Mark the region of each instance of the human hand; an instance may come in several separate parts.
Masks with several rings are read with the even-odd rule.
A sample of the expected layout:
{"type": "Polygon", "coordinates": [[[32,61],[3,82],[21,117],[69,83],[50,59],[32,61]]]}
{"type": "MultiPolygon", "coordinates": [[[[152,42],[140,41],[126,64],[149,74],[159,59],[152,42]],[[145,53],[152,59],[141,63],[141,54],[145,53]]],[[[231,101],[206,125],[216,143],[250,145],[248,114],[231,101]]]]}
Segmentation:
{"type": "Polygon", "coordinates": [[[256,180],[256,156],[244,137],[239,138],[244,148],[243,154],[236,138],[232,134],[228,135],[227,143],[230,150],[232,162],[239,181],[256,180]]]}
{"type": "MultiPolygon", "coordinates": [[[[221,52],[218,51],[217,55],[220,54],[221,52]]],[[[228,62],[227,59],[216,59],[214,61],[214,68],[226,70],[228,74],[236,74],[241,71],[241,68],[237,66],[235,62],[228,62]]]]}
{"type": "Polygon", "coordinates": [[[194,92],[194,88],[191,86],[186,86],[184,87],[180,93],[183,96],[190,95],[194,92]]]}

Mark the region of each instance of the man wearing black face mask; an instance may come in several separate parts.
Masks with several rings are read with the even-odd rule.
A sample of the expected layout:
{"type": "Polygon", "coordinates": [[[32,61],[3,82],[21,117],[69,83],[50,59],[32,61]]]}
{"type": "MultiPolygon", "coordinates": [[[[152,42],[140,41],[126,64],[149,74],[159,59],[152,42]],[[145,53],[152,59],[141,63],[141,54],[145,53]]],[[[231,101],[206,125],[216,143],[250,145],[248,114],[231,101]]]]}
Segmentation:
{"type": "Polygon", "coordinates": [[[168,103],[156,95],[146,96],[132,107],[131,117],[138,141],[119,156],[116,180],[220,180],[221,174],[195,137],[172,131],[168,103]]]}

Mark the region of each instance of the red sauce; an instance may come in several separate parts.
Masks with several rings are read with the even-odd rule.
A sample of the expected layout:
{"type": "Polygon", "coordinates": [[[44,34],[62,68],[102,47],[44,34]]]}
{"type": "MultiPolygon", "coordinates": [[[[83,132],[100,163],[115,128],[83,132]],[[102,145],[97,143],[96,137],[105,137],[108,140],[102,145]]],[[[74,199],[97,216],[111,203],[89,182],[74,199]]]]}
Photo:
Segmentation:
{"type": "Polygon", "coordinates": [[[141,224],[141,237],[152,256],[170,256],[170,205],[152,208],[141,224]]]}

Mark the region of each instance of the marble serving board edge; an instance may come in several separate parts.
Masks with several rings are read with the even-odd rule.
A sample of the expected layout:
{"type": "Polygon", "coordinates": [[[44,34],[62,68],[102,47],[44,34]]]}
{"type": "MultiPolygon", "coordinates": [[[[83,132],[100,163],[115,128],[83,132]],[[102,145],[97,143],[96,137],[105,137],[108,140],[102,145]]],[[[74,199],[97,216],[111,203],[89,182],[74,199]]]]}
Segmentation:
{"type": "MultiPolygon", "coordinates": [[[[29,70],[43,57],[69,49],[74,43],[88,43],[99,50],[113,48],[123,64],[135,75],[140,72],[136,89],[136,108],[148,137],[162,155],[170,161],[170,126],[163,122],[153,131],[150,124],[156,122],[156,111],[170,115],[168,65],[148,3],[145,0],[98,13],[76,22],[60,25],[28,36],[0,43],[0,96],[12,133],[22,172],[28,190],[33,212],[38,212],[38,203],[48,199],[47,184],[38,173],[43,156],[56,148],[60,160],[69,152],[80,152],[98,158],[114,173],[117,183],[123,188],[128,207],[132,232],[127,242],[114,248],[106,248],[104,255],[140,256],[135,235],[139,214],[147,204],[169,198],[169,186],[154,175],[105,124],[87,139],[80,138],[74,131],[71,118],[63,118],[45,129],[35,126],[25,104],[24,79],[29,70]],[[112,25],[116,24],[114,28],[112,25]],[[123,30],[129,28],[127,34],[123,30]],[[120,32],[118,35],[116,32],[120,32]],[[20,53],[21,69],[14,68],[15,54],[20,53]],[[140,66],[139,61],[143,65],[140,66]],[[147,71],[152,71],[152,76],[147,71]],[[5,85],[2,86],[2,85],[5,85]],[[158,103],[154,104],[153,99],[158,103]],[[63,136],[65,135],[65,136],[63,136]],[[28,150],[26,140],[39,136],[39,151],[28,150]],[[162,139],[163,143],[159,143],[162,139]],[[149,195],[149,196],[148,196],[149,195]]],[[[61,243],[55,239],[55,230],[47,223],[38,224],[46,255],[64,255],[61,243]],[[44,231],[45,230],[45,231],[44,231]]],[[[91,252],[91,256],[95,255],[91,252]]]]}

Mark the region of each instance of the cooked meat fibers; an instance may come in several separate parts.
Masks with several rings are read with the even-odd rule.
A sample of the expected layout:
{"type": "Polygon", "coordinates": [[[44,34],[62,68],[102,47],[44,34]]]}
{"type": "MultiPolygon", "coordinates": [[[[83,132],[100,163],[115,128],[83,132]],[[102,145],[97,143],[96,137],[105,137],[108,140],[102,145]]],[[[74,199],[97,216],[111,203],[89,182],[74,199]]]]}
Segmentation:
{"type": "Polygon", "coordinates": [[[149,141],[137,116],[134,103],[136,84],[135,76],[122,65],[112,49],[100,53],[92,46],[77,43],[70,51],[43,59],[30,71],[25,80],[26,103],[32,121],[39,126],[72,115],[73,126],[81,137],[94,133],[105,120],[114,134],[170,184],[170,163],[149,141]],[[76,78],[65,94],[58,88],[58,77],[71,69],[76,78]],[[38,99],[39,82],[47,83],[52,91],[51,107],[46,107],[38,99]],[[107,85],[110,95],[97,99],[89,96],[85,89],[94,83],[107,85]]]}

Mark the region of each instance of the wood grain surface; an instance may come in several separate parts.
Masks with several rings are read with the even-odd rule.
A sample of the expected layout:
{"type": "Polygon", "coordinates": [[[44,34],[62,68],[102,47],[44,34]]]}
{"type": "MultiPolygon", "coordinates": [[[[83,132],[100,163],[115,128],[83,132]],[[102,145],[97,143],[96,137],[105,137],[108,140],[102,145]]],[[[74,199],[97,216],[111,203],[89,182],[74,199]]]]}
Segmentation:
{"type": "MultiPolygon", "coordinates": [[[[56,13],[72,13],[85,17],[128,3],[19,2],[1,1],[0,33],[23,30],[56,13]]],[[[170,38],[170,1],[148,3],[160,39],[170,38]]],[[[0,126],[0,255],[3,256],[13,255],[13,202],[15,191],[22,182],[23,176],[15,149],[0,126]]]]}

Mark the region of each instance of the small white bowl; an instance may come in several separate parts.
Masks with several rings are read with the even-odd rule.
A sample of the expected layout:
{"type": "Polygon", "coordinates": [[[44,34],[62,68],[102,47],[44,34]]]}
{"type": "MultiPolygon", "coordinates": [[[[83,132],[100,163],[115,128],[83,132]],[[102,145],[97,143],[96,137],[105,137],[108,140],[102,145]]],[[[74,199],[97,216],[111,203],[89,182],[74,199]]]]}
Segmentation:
=====
__GIVEN EXERCISE__.
Please retype the lines of the records word for word, starting at the line that contains "Mark the region of each instance of the small" and ending at the end of the records.

__WRITTEN ANSWER__.
Mark the region of each instance of the small white bowl; an instance may come in several separate parts.
Masks with several rings are read with the even-odd rule.
A sample of the expected layout:
{"type": "Polygon", "coordinates": [[[44,34],[62,68],[102,47],[44,34]]]}
{"type": "MultiPolygon", "coordinates": [[[[83,132],[100,163],[115,128],[83,132]],[[102,145],[97,143],[96,137],[105,137],[108,140],[102,145]]],[[[74,199],[97,216],[111,203],[89,182],[74,199]]]]}
Segmentation:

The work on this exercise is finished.